作为一个实施例,所述第一类索引是非负整数。
作为一个实施例,一个参考信号资源对应的所述第一类索引是可配置的。
作为一个实施例,一个参考信号资源对应的所述第一类索引是更高层信令配置的。
作为一个实施例,一个参考信号资源的配置信息包括对应的所述第一类索引。
作为一个实施例,一个参考信号资源对应的所述第一类索引包括在所述一个参考信号资源所属的参考信号资源集合的配置信息中;所述参考信号资源集合包括CSI-RS资源集合或SRS资源集合。
作为一个实施例,一个所述第一类索引和对应的参考信号资源所属的参考信号资源集合有关;所述参考信号资源集合包括CSI-RS资源集合或SRS资源集合。
作为一个实施例,一个参考信号资源集合由NZP-CSI-RS-ResourceSet IE配置,或者由更高层参数“srs-ResourceSetToAddModList”配置。
作为一个实施例,一个所述第一类索引和对应的参考信号资源的空间关系有关。
作为一个实施例,一个所述第一类索引和对应的参考信号资源的QCL关系有关。
作为一个实施例,一个所述第一类索引和对应的参考信号资源的TCI状态有关。
作为一个实施例,一个所述第一类索引和对应的参考信号资源关联的小区有关。
作为一个实施例,一个所述第一类索引和对应的参考信号资源所属的BWP有关。
作为一个实施例,一个所述第一类索引和对应的参考信号资源的TCI状态对应的CORESET(COntrol REsource SET,控制资源集合)池(pool)的索引有关。

### 练习题目
将原文节选中从“作为一个实施例,一个参考信号资源对应的所述第一类索引包括”起,一直到“作为一个实施例,一个所述第一类索引和对应的参考信号资源的TCI状态有关。”为止的全部文字,一字不改地抄录下来。 下面这些行是另一份独立的材料,与原文节选无关。

### 记录数据
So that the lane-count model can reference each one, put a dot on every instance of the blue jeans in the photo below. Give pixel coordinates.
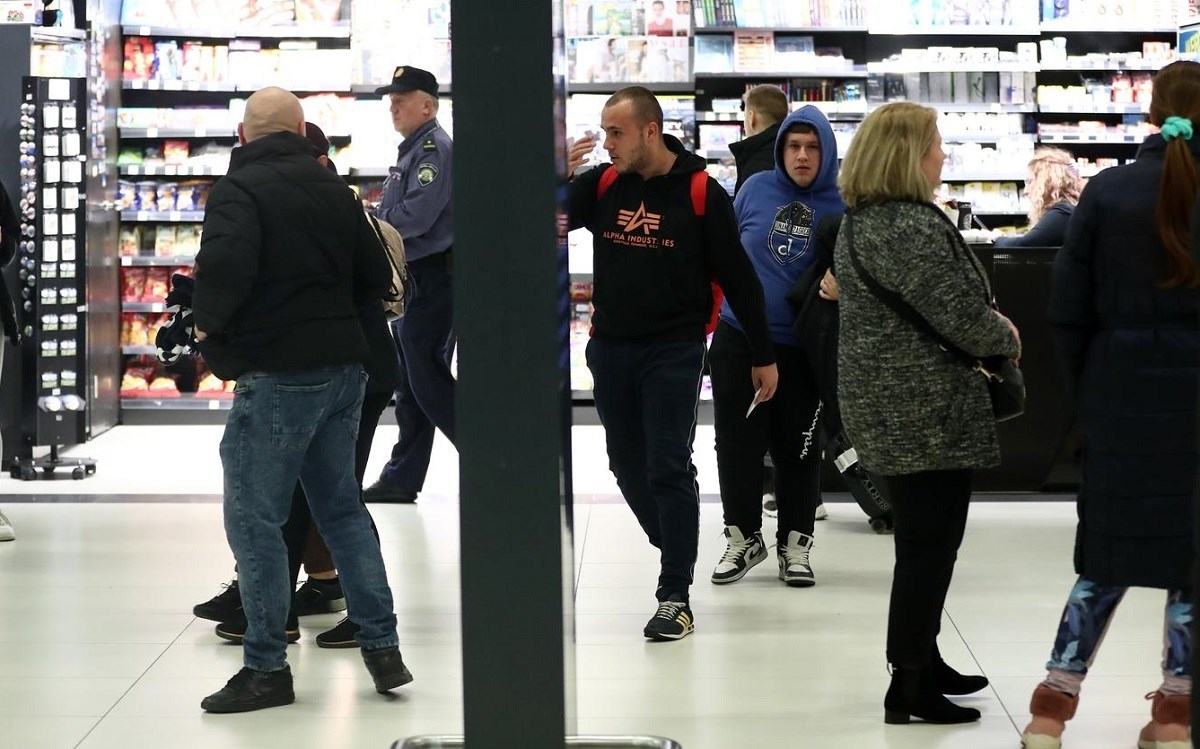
(425, 396)
(286, 426)
(646, 395)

### 参考答案
作为一个实施例,一个参考信号资源对应的所述第一类索引包括在所述一个参考信号资源所属的参考信号资源集合的配置信息中;所述参考信号资源集合包括CSI-RS资源集合或SRS资源集合。
作为一个实施例,一个所述第一类索引和对应的参考信号资源所属的参考信号资源集合有关;所述参考信号资源集合包括CSI-RS资源集合或SRS资源集合。
作为一个实施例,一个参考信号资源集合由NZP-CSI-RS-ResourceSet IE配置,或者由更高层参数“srs-ResourceSetToAddModList”配置。
作为一个实施例,一个所述第一类索引和对应的参考信号资源的空间关系有关。
作为一个实施例,一个所述第一类索引和对应的参考信号资源的QCL关系有关。
作为一个实施例,一个所述第一类索引和对应的参考信号资源的TCI状态有关。